>> Begin

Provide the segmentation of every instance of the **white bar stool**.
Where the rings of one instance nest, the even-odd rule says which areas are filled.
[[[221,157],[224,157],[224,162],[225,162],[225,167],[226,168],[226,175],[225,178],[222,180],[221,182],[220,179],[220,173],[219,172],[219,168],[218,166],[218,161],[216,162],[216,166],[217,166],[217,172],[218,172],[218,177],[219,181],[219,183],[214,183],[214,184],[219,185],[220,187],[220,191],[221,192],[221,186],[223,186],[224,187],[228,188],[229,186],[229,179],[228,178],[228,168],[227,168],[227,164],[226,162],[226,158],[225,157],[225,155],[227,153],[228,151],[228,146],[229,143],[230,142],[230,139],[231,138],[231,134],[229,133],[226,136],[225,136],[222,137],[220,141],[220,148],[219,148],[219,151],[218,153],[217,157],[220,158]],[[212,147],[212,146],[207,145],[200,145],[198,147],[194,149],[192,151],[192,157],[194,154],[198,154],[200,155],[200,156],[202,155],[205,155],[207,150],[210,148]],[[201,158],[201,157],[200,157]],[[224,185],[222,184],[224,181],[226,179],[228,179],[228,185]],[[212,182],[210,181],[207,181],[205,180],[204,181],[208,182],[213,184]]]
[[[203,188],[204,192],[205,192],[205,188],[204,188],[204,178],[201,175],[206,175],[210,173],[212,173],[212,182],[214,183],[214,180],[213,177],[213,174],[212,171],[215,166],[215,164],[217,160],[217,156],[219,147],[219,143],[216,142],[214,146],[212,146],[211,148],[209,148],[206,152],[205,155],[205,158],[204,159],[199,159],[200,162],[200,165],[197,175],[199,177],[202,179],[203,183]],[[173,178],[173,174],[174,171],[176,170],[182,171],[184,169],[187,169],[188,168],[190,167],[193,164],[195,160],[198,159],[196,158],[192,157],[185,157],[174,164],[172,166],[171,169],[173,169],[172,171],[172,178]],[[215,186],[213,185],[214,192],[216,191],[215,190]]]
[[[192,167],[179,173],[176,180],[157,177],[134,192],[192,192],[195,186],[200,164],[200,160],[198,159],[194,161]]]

>> End
>> Begin

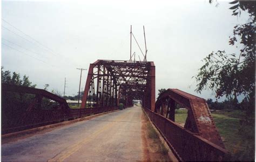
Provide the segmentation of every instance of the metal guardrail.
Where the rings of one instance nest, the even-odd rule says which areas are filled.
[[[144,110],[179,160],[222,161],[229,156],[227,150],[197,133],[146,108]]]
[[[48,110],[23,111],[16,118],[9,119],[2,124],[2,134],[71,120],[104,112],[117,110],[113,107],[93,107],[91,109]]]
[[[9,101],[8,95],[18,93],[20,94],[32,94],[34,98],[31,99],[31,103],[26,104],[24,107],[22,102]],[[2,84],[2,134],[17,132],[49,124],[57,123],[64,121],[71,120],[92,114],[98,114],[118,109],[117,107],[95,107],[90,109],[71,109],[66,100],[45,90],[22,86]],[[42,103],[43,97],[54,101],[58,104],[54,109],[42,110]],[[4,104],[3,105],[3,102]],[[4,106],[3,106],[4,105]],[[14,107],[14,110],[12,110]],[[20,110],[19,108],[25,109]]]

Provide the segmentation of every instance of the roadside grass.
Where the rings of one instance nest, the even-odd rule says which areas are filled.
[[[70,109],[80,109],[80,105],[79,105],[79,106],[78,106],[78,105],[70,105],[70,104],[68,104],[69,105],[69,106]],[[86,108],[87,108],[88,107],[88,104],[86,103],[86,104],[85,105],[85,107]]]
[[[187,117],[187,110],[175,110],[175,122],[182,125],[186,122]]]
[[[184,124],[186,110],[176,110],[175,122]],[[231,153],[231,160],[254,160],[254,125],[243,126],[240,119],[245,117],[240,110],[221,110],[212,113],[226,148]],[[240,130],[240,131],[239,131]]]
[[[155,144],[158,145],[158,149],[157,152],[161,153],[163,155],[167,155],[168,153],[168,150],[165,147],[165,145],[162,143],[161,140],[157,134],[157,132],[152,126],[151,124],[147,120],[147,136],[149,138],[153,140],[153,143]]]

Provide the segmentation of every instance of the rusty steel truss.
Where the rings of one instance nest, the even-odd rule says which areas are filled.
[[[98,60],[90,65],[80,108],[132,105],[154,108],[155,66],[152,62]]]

>> End

- **SET EXERCISE**:
Please list every line of the records that contains the string "segmentation", treating uppercase and lowercase as different.

- **OUTPUT BELOW**:
Provide the segmentation of every instance of the **white bar stool**.
Provide the segmentation of every instance of the metal guardrail.
Provide the segmentation of every instance of the roadside grass.
Provide the segmentation of every instance of the rusty steel truss.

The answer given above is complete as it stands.